═════ DATA SHOWN ═════

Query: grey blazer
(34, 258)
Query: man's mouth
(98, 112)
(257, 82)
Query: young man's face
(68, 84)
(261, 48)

═════

*YOUR GOAL*
Using the records above as the source, restate each line verbatim.

*THE COMPLETED TASK*
Query: grey blazer
(34, 258)
Query: man's mouth
(98, 112)
(257, 82)
Query: young man's face
(68, 84)
(261, 48)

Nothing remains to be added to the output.